Task instructions
After locating the line that contains "Target: car windshield" in the data below, set down exactly that line and each one after it through the line that contains "Target: side mirror", and nothing more.

(Data items)

::::

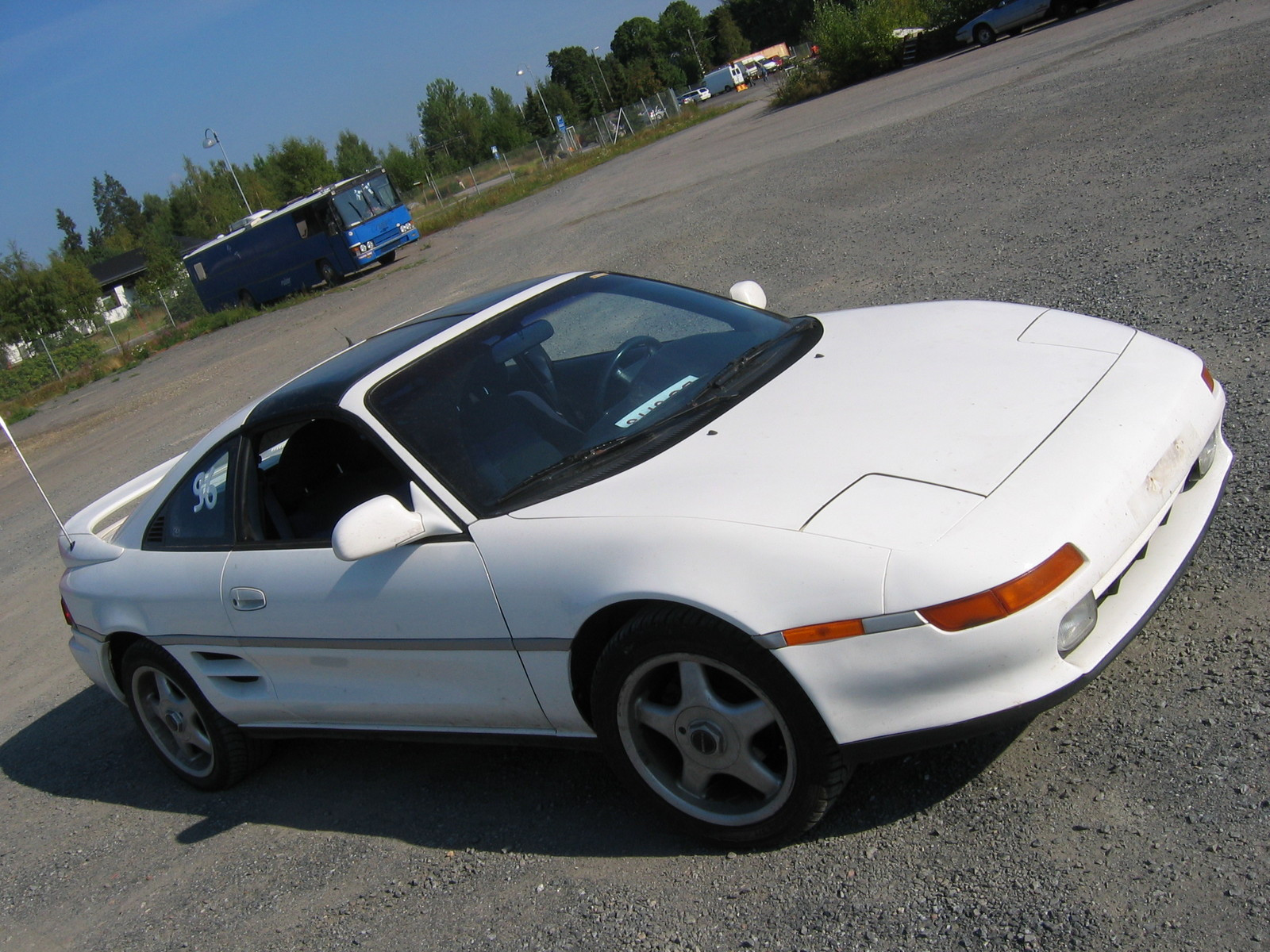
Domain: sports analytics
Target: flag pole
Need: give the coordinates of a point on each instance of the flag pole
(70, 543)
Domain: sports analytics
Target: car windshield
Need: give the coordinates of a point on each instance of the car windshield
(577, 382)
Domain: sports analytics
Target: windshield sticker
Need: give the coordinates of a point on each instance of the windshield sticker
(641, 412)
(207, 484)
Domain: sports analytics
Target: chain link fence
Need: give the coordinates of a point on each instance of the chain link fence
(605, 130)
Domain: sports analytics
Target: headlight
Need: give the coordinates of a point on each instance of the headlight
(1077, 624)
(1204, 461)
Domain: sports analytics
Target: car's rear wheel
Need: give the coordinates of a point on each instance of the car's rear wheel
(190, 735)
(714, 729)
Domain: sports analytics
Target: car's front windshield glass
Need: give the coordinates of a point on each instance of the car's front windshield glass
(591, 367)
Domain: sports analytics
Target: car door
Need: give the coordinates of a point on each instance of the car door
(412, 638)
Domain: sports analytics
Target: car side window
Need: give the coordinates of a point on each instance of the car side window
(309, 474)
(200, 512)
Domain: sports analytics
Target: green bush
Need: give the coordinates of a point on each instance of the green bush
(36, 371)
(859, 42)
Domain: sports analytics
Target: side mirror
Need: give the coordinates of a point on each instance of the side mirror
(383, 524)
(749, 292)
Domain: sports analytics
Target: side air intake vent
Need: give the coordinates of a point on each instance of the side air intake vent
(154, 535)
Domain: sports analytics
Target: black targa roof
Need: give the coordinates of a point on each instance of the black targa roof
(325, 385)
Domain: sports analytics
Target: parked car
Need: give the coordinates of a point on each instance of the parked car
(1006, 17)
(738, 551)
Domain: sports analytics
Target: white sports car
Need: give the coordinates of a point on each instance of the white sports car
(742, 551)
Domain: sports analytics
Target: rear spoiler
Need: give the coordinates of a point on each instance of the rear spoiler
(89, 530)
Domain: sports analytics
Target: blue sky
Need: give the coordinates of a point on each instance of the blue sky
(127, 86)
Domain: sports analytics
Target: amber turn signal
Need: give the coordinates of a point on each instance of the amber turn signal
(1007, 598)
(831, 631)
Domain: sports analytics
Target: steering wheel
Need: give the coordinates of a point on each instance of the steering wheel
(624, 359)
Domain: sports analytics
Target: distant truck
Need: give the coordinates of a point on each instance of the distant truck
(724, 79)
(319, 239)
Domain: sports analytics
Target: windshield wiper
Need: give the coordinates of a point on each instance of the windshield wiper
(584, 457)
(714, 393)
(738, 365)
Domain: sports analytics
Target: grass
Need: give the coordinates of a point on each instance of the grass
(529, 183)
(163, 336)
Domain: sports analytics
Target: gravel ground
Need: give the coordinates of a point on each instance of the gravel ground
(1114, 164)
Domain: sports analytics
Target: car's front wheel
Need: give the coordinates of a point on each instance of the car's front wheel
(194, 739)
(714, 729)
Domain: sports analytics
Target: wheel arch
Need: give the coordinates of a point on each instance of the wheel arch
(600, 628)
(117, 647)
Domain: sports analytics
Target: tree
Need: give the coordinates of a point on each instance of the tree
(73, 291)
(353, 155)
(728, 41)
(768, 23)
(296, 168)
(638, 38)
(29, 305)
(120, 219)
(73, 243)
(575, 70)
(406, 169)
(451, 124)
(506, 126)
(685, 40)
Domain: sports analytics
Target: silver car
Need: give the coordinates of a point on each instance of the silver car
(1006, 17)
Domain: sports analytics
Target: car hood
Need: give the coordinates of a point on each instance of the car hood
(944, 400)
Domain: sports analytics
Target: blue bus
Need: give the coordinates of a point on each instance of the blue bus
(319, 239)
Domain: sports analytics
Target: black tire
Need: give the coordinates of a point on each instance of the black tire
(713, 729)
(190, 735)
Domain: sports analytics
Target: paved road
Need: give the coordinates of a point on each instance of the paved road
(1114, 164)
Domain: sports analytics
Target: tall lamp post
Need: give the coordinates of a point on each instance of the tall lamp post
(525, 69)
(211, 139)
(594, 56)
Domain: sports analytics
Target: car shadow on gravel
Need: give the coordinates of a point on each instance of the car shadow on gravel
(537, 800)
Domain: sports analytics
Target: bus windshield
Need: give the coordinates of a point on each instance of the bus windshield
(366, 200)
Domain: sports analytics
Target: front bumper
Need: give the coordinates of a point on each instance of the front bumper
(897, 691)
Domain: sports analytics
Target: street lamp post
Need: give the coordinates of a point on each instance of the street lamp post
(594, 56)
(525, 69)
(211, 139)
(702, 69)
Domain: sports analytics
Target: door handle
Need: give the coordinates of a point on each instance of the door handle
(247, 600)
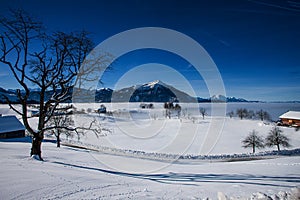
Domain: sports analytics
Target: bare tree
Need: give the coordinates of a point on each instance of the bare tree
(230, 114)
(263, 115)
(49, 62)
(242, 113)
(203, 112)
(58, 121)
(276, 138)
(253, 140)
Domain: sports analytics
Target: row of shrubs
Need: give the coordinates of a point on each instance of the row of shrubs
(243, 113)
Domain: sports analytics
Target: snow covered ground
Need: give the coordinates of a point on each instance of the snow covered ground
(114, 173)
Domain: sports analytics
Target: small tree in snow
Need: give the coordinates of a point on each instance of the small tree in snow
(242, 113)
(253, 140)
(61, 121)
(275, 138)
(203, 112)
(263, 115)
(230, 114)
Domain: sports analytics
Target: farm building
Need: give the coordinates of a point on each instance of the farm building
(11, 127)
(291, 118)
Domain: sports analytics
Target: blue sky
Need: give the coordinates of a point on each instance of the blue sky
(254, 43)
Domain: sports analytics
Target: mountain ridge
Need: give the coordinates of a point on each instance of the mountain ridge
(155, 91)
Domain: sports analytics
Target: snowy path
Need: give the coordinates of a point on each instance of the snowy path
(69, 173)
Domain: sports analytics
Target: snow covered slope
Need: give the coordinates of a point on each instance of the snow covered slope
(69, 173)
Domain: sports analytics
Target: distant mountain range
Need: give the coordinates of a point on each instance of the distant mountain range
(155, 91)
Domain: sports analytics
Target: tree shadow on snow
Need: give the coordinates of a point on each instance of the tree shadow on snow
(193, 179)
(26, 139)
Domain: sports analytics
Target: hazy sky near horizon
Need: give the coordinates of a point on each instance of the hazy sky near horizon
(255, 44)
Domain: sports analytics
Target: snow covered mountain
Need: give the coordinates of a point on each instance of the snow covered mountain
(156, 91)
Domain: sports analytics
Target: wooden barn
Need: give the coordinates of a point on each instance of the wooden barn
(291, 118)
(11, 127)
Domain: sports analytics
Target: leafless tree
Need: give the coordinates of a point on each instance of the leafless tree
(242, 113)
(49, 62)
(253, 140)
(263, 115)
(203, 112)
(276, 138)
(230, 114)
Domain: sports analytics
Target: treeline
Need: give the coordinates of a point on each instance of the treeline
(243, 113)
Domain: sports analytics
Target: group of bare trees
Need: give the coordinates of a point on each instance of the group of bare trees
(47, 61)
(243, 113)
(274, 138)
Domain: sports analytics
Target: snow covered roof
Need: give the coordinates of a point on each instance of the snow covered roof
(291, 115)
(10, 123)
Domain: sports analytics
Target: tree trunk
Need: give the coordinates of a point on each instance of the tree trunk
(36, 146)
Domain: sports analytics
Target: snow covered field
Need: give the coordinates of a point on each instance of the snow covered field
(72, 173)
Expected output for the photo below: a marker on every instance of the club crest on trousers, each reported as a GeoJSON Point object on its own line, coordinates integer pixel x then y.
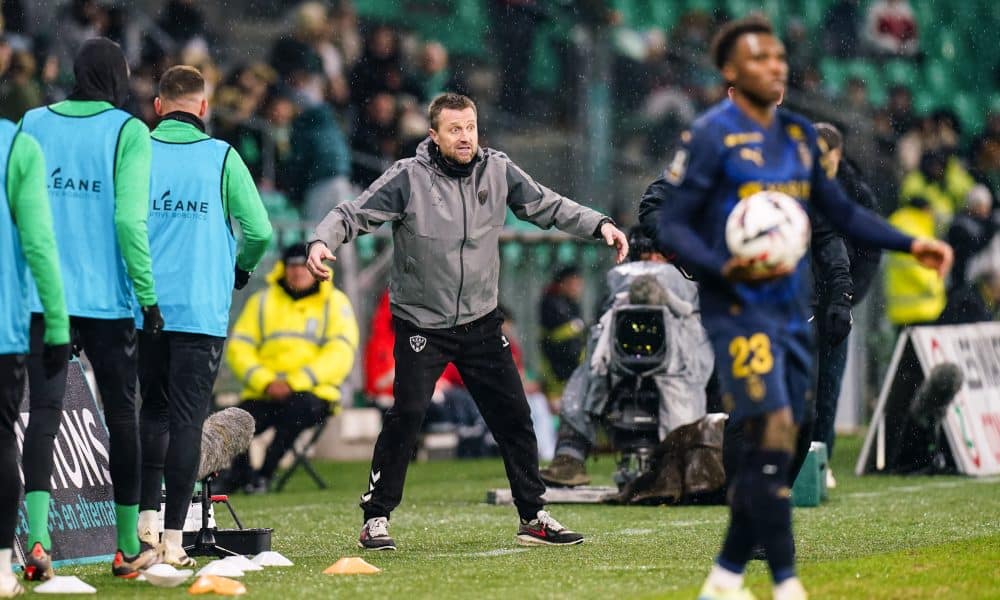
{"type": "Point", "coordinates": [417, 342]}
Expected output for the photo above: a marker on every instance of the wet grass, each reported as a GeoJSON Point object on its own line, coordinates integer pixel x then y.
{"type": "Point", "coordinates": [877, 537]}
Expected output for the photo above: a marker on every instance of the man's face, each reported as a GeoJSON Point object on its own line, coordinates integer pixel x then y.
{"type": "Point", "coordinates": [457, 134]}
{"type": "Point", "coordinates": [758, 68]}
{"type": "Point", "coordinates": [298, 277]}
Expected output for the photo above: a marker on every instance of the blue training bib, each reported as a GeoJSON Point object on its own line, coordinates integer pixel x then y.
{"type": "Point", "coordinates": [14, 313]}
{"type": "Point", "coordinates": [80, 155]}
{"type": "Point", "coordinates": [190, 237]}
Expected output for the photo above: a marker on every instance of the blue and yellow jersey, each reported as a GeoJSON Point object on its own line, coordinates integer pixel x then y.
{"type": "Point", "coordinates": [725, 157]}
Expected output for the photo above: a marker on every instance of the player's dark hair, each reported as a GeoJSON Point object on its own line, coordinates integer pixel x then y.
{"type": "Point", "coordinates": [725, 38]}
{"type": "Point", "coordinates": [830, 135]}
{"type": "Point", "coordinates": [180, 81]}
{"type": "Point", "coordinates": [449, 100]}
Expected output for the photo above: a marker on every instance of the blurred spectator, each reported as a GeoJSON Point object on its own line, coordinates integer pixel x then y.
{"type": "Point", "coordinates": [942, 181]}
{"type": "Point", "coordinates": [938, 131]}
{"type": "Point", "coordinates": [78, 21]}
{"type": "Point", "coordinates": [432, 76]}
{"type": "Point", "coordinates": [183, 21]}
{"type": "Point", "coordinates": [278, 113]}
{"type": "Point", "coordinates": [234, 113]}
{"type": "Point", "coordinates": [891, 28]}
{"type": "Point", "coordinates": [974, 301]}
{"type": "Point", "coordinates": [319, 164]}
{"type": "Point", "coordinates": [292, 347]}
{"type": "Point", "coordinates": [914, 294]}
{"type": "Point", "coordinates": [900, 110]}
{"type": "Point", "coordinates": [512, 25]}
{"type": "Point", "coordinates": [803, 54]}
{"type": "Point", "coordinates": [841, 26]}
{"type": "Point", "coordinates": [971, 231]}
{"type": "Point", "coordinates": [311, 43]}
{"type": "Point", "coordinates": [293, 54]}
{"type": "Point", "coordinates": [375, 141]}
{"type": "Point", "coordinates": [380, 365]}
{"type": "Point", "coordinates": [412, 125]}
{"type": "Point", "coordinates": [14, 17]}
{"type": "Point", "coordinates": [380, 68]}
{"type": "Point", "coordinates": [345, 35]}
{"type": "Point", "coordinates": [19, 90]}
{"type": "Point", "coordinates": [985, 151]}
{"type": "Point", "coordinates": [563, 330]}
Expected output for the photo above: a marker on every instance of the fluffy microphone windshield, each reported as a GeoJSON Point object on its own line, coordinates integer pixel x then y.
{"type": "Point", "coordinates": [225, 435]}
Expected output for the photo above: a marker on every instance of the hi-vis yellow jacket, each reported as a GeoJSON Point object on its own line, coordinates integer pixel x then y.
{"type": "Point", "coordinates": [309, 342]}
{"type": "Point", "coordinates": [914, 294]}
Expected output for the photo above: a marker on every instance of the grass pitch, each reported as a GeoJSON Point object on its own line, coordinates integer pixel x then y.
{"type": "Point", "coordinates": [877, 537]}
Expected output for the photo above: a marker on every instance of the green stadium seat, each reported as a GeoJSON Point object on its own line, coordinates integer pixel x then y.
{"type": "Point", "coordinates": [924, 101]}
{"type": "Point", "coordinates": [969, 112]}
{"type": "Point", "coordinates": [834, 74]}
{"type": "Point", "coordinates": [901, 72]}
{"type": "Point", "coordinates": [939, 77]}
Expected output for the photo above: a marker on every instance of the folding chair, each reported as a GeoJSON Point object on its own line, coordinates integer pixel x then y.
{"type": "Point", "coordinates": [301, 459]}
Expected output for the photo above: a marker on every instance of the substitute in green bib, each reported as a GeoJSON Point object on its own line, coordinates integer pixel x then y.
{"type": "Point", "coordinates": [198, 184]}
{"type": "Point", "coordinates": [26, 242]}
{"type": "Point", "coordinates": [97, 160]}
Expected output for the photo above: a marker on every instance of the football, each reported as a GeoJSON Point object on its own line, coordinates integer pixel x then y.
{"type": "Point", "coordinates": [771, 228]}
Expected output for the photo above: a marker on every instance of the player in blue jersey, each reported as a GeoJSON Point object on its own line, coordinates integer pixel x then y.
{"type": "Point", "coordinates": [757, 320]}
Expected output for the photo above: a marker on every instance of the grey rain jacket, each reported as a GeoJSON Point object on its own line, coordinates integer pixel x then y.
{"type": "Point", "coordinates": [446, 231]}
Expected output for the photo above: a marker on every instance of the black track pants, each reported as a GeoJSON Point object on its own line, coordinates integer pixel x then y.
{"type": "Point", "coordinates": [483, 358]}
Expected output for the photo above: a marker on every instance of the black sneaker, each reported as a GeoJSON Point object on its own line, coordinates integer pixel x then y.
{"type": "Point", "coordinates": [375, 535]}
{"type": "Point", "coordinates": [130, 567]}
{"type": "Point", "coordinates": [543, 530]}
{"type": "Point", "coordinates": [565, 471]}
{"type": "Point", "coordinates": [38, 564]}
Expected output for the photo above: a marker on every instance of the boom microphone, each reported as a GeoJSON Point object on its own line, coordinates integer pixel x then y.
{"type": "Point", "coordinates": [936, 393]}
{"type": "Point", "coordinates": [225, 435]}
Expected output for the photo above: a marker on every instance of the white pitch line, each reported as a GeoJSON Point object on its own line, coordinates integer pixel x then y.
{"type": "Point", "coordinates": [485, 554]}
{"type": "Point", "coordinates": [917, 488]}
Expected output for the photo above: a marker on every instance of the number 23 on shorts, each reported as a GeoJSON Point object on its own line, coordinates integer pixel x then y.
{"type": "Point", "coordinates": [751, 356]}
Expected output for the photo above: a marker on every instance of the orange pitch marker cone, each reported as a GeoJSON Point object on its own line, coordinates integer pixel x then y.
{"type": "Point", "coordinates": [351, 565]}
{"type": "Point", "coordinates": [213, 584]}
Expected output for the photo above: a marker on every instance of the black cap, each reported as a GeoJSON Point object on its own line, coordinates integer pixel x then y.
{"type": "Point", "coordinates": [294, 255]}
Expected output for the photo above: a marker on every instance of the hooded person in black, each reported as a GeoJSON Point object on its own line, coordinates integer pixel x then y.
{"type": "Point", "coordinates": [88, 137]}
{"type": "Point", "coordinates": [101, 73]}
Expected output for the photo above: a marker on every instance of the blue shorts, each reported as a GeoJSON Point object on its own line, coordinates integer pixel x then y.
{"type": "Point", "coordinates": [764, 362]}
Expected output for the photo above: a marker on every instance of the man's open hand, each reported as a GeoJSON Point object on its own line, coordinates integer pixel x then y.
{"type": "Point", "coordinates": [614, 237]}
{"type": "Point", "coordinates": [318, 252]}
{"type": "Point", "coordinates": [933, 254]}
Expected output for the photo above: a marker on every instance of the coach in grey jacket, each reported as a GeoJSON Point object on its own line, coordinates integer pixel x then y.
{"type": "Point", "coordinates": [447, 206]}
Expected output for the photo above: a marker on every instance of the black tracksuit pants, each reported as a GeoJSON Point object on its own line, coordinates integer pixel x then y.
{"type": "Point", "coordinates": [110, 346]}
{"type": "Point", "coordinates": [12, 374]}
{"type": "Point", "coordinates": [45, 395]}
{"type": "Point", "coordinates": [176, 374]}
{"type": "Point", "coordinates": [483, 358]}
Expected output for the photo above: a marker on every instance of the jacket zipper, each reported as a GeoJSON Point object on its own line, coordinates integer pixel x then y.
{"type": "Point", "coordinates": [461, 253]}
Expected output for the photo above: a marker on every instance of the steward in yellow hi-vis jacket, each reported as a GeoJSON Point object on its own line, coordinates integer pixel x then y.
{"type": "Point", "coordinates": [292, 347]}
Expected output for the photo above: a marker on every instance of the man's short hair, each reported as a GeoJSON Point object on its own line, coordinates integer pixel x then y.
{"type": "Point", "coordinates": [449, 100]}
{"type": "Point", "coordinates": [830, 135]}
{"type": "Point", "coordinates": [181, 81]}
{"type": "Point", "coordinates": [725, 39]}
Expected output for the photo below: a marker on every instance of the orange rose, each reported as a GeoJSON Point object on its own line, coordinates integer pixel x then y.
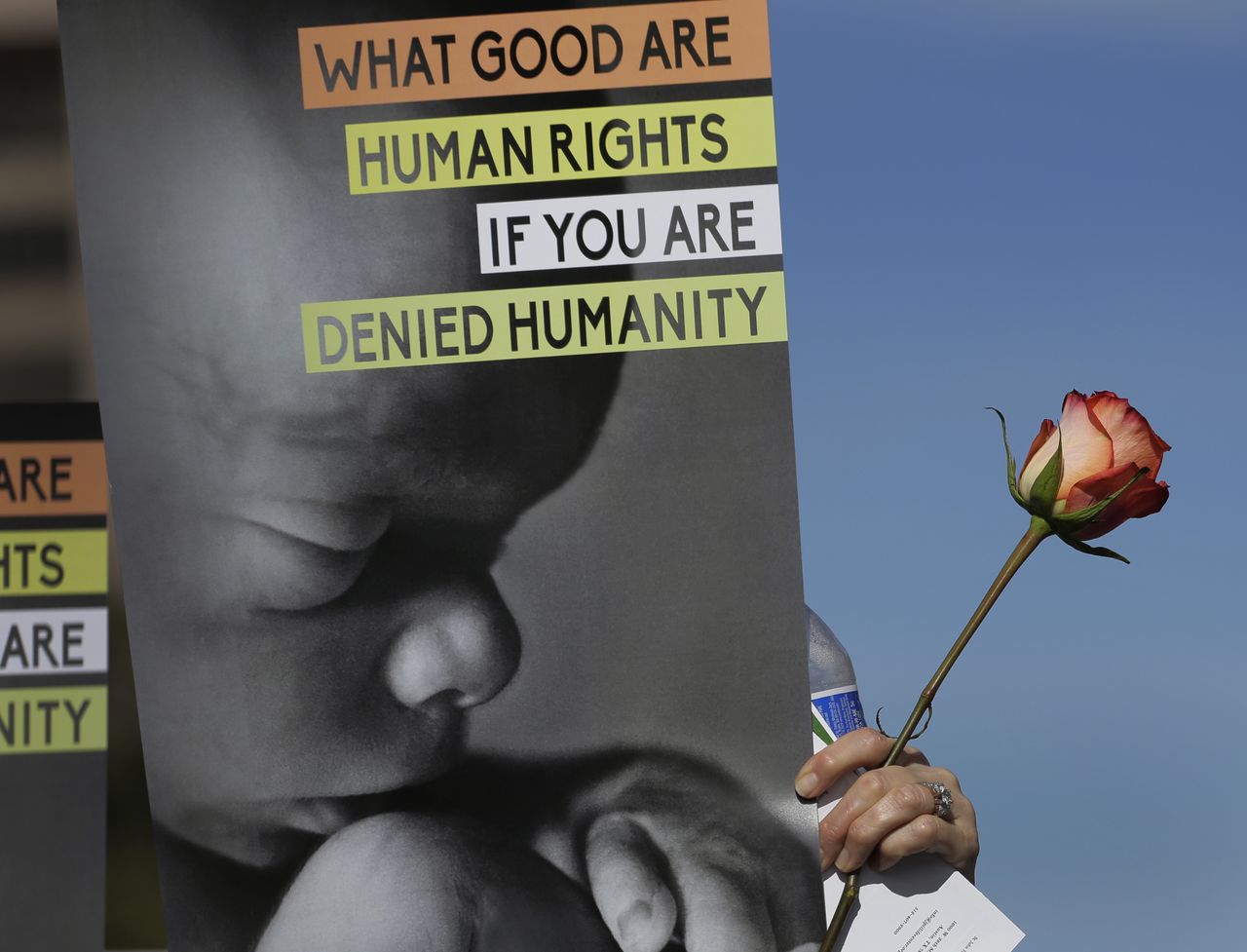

::::

Result for this task
Target: car windshield
Need: give the coordinates of a point on each instance of the car windshield
(577, 382)
Domain: sports analytics
Target: windshield sticker
Need: give the coordinates of a point on each instance of the windshield sticker
(641, 412)
(207, 484)
Domain: sports analytics
Target: chain link fence
Need: give the coordinates of a point on each instance of the chain link fence
(605, 130)
Domain: sports analytics
Target: headlight
Need: give the coordinates of a point on each instance of the headlight
(1077, 624)
(1204, 461)
Domain: sports analytics
Target: car's rear wheel
Need: give the coordinates of a point on each instance of the car's rear wheel
(190, 735)
(714, 729)
Domain: sports analytics
Target: car's front windshield glass
Need: give the coordinates of a point on each instance of the car's front windshield glass
(591, 367)
Domain: sports analytics
Target: car door
Need: give the coordinates of a point on each instance of the car door
(412, 638)
Domain: sports analytics
Target: car side window
Need: give the coordinates of a point on each instance of the car side window
(309, 474)
(200, 512)
Domain: sports analytics
Target: green bush
Need: give the coordinates of a point on each instance of the green bush
(36, 371)
(859, 42)
Domain: sports analytics
Target: side mirror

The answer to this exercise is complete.